> _Text shown_:
==============================

David Kirp is one of our most perceptive thinkers and writers about education. You will enjoy his new book about a wonderful public school in New Jersey. It is called “Improbable Scholars.”
In this article, he says that the massacre of little children in Newtown represents a frightening turning point in our society. What happened is –or should be–beyond our imagination. But it is a terrifying reality.
David Kirp observes: “Newtown marks an end to innocence, and in ways big and small – ways that we cannot entirely fathom – all of us are the losers.”
A great editorial from the San Jose Mercury News:
http://www.mercurynews.com/opinion/ci_22240508/mercury-news-editorial?IADID=Search-www.mercurynews.com-www.mercurynews.com
“If we allow this moment to pass without insisting on common-sense restrictions on weapons designed for war, we will be saying that what happened in Newtown is an acceptable price to pay for the Second Amendment.”
Newtown changes everything the same way September 11 did. It’s not that we were any less safe on September 12 than we were on September 10, but just that our blinders had been ripped off, leaving us in a state of fear. Our resolve after September 11 could have driven us to actually take a hard look and figure out what went wrong, but unfortunately before that could happen, various forces took advantage of our shock and fear to push through their self-interested policies like heightened security procedures that make no rational sense, but make people feel like something’s being done, while at the same time making the population more docile and controllable.
Similarly, we could use Newtown to take a good, hard look at gun proliferation and the abyssmal way we treat our mentally ill, but instead, self-interest groups will push through a bunch of measures that, at best, are band-aids, at worse will exacerbate the problem, all while someone profits from it.

==============================

> _Data provided_:
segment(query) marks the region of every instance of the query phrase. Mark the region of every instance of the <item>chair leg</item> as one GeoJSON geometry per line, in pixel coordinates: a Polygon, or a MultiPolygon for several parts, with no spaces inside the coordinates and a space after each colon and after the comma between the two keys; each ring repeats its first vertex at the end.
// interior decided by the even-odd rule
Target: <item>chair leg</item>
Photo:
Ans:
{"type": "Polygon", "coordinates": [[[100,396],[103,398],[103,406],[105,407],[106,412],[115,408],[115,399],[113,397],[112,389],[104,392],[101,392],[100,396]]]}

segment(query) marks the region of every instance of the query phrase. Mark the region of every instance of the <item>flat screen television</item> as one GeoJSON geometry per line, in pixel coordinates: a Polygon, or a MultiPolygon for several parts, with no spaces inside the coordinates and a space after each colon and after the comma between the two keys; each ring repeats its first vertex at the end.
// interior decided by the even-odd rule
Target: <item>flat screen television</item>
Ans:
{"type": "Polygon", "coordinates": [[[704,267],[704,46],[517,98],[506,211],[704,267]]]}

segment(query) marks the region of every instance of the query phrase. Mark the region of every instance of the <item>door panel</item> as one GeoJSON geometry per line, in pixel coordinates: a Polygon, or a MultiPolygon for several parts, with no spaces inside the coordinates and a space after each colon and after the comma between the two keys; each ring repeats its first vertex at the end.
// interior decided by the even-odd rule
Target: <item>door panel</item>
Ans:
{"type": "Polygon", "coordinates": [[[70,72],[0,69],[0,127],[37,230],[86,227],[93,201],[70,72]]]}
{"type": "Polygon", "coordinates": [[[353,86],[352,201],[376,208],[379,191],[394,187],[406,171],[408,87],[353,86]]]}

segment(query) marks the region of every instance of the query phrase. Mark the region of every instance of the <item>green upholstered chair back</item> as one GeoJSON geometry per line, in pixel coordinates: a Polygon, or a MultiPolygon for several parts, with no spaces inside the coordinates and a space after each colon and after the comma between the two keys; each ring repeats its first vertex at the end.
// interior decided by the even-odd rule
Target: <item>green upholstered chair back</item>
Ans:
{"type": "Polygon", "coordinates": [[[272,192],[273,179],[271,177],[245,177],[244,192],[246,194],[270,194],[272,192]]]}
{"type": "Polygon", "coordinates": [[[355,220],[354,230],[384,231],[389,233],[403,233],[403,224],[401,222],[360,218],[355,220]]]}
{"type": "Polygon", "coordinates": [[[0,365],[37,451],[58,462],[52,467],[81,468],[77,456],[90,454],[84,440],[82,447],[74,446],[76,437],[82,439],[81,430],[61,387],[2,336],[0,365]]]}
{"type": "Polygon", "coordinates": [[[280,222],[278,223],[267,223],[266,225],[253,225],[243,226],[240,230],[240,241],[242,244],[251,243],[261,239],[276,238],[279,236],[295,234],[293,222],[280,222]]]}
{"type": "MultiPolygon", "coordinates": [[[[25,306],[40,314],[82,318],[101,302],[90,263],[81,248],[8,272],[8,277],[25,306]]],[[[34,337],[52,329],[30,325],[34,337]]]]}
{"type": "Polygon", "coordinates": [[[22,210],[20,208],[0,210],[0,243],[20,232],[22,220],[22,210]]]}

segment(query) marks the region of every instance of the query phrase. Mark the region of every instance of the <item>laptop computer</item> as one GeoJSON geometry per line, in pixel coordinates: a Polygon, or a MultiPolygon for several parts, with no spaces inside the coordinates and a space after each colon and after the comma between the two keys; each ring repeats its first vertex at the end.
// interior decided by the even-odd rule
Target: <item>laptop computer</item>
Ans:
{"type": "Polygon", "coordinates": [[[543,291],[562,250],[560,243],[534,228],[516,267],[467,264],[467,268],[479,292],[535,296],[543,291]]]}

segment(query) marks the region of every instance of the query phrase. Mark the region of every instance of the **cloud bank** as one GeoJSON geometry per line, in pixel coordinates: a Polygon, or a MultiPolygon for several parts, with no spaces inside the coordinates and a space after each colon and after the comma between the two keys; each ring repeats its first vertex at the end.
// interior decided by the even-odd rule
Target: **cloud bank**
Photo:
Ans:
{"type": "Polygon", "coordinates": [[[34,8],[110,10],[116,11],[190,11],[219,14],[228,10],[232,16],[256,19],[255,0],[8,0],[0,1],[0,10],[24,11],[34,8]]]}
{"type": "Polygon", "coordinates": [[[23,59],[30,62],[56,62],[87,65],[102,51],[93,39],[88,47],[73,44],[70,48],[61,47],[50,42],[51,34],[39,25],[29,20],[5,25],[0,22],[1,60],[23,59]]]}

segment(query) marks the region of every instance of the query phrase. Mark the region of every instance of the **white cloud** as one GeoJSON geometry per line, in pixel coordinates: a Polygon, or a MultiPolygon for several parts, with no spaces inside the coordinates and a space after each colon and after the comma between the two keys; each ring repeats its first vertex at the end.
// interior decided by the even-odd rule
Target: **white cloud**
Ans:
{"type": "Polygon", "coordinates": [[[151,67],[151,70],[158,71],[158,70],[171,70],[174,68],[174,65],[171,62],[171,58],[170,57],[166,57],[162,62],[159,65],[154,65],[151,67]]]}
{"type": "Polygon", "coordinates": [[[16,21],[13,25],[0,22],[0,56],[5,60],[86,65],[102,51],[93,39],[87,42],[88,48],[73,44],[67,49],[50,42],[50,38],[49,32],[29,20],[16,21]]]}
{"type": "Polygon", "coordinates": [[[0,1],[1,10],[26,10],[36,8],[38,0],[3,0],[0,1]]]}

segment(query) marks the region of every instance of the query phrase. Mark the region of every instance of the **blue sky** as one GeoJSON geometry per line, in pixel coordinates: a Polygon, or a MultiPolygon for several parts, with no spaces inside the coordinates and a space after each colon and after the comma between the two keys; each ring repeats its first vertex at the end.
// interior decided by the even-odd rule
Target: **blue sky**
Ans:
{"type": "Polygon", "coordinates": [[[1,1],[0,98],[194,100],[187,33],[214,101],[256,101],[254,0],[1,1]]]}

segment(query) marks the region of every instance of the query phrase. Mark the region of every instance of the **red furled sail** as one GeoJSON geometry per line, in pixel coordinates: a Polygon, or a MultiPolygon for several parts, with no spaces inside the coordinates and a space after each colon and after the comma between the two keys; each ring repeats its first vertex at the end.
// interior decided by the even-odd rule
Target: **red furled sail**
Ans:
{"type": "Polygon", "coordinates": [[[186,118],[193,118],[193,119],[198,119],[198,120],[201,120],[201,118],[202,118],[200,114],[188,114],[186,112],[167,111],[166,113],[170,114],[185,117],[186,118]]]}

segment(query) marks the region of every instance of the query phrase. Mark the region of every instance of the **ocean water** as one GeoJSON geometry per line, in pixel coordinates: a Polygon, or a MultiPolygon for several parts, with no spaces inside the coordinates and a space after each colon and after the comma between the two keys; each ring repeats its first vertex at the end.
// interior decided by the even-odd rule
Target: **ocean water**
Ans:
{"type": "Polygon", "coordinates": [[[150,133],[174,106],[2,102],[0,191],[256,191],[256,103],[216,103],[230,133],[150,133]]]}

==============================

> _Given task_:
Rewrite the Newtown text from "David Kirp is" up to and including "a terrifying reality.", putting "remarkable" in place of "wonderful".

> _Answer_:
David Kirp is one of our most perceptive thinkers and writers about education. You will enjoy his new book about a remarkable public school in New Jersey. It is called “Improbable Scholars.”
In this article, he says that the massacre of little children in Newtown represents a frightening turning point in our society. What happened is –or should be–beyond our imagination. But it is a terrifying reality.